What is expected —
Count the lines in the rows below that contain the string "query" and reply with the number alone.

>> Start

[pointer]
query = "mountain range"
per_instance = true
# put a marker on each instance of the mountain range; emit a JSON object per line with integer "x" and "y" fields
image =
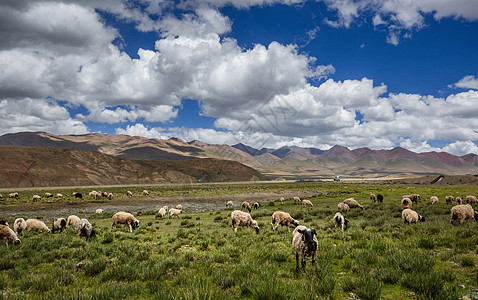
{"x": 289, "y": 162}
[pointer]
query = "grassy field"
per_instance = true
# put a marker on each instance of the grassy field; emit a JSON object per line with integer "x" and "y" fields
{"x": 199, "y": 256}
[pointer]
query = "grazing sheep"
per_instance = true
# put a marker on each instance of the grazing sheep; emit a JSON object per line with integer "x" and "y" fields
{"x": 459, "y": 200}
{"x": 240, "y": 218}
{"x": 352, "y": 203}
{"x": 174, "y": 212}
{"x": 307, "y": 203}
{"x": 125, "y": 218}
{"x": 406, "y": 203}
{"x": 304, "y": 242}
{"x": 283, "y": 219}
{"x": 449, "y": 199}
{"x": 246, "y": 205}
{"x": 36, "y": 225}
{"x": 340, "y": 221}
{"x": 410, "y": 216}
{"x": 20, "y": 226}
{"x": 463, "y": 212}
{"x": 343, "y": 207}
{"x": 372, "y": 198}
{"x": 72, "y": 220}
{"x": 59, "y": 224}
{"x": 471, "y": 199}
{"x": 7, "y": 234}
{"x": 85, "y": 229}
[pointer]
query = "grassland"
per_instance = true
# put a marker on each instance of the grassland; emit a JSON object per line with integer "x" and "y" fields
{"x": 199, "y": 257}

>> End

Solution for this problem —
4